ÉNONCÉ 1 - Extrayez du listing ci-dessous toutes les lignes contenant la chaîne « ground », en tenant compte de la casse.

DOCUMENT -
==*==
Par Mathiew LEISER, avec Nicolas BLASQUEZ à Lille – © Agence France-Presse

 

Dans son ancien collège de la capitale canadienne, tout le monde connaît déjà “celui qui a réussi à partir jouer en Europe”.

“Jonathan est là si vous voulez lui parler”, lance avec humour Joé Fournier, qui l’a encadré pendant ses études, en désignant une pancarte à taille humaine de l’attaquant canadien exposée derrière l’accueil.

Sous le grand dôme chauffé qui abrite le terrain d’entraînement, Jonathan David est partout: sur les murs avec un de ses maillots de sélection, dans le cabanon de matériel avec l’équipe canadienne et sur les lèvres de tous les élèves.

“C’est inspirant de savoir qu’il a joué ici”, confie le jeune Nathan Aquilina, 15 ans. “Ça donne de l’espoir”.

Né à Brooklyn de parents haïtiens, le jeune Jonathan a passé ses premières années à Haïti.

“Je me souviens de la maison et d’avoir commencé à jouer au foot là-bas”, raconte à l’AFP le joueur qui n’a que très peu de souvenirs de cette période. “J’avais des amis à côté de chez moi et on jouait toujours ensemble, dans le jardin ou dans la rue.”

“C’était le plus petit, c’était drôle à regarder”, se remémore sa sœur aînée, Chrissy, en riant.

Quelques années après avoir déménagé à Ottawa, Jonathan était aussi plus jeune que ses coéquipiers lorsqu’il a intégré le Sport-études football de Louis-Riel.

“Mais ça ne l’a jamais dérangé”, souligne Joé Fournier.

De nature plutôt timide, c’est sur le terrain que “Johnny”, comme on le surnomme ici, a “révélé sa véritable personnalité”, confie le directeur du programme.

“Il voulait toujours avoir le ballon, toujours jouer au foot à l’heure du repas”, se rappelle-t-il, le sourire aux lèvres. “Je devais le pousser pour qu’il retourne en classe.”

“Devenir footballeur c’était mon objectif”, se souvient celui qui est désormais convoité par les plus grands clubs européens, ajoutant que c’est durant ses premières années en équipe nationale qu’il a réalisé que “c’était possible”.

– Rêve d’Europe –

Ce n’est pas aux hivers canadiens rigoureux, que Jonathan David doit son surnom d'”Iceman”, mais à son caractère “humble et compétitif”, souligne son coach de toujours Hanny El-Magraby.

Entourés de jeunes du quartier qu’il continue de former, le mentor de Jonathan David se rappelle d’un joueur “très à l’aise avec le ballon et calme”, qui “avait le football dans le cœur”.
==*==
DONNÉES DE L'EXERCICE -
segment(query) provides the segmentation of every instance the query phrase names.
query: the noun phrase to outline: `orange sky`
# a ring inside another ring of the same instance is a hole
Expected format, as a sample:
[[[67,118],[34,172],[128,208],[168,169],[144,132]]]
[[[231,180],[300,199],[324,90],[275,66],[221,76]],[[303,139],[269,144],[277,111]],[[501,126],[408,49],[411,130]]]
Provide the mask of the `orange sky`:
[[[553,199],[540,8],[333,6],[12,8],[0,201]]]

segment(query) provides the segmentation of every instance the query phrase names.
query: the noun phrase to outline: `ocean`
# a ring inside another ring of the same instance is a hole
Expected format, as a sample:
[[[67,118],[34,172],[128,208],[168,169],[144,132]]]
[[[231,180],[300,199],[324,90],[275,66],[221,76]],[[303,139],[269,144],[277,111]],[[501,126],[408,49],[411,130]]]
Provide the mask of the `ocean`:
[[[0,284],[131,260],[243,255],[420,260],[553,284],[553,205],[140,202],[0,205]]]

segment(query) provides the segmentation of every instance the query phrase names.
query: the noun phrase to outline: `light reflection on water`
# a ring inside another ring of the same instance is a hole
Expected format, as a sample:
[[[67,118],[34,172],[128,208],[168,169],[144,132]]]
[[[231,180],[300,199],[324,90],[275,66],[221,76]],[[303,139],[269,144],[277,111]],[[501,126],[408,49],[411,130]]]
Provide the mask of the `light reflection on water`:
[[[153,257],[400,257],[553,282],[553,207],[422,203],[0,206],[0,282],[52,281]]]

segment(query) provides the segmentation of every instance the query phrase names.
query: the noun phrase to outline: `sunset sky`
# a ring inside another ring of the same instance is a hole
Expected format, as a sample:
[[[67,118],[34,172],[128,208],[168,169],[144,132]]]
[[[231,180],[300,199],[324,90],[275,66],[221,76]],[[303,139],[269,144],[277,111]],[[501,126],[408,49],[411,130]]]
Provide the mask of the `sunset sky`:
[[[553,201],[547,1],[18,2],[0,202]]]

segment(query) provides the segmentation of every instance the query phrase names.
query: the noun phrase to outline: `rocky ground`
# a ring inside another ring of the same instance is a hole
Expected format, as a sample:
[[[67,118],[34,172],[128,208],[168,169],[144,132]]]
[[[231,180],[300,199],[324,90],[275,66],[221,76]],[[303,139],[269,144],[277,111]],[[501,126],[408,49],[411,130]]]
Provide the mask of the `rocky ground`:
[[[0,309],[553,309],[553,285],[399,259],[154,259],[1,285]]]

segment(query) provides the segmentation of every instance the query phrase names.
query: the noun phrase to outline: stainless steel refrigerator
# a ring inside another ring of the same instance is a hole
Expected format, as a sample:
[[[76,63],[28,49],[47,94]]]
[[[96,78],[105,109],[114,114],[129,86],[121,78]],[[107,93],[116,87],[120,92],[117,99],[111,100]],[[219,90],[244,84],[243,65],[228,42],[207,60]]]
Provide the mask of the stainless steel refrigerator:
==*==
ÉNONCÉ 2 - Donnez la suite de l'article sur Jonathan David en partant de sa dernière phrase.

CORRIGÉ 1 -
query: the noun phrase to outline: `rocky ground`
Provide the mask of the `rocky ground`:

CORRIGÉ 2 -
Pendant des années, de clubs en clubs, ce dernier l’a emmené aux entraînements quand ses parents ne pouvaient pas. Ensemble, ils partageaient la même passion pour le sport et ce rêve d’Europe qui était “l’objectif final”, raconte avec humilité celui à qui Jonathan David dit tout devoir.

C’est notamment sur ses conseils que le Canadien a refusé plusieurs offres de clubs nationaux alors qu’il était encore un jeune joueur, sans académie professionnelle.

“Montréal, Toronto et surtout Vancouver étaient intéressés”, se rappelle son agent Nick Mavromaras. Mais l’ambition de David restait l’Europe.

Malgré deux essais infructueux à Salzbourg et Stuttgart, il a “gardé confiance en lui”, ajoute l’agent qui voit du positif dans ces années semi-professionnelles au Canada.

“Dès 16 ans, il jouait aux côtés d’hommes de 25 ans qui lui ont permis de développer son jeu physique”, explique celui qui le suit depuis son adolescence.

– “Un espoir pour tous” –

La maison où le numéro 9 du Losc a grandi se trouve à une quinzaine de minutes en voiture des grands dômes où il avait l’habitude de s’entraîner.

C’est dans un quartier résidentiel de banlieue que Jonathan passait le plus clair de son temps libre avec son ami d’enfance, Benaiah Tesfaye.

“On avait l’habitude de faire du vélo sur ce chemin”, avant d’aller “nager, faire du basket ou jouer au tennis”, raconte Benaiah Tesfaye, 22 ans.

“Lorsqu’on ne le connaît pas, il passe pour quelqu’un de très intimidant”, renchérit son ami. “Mais c’est une personne pétillante qui aime rire, qui aime s’amuser.”

Quand il est de passage à Ottawa, l’international canadien en profite pour aller donner un coup de main à l’académie de football de son ancien entraîneur où les jeunes du quartier l’attendent chaque année.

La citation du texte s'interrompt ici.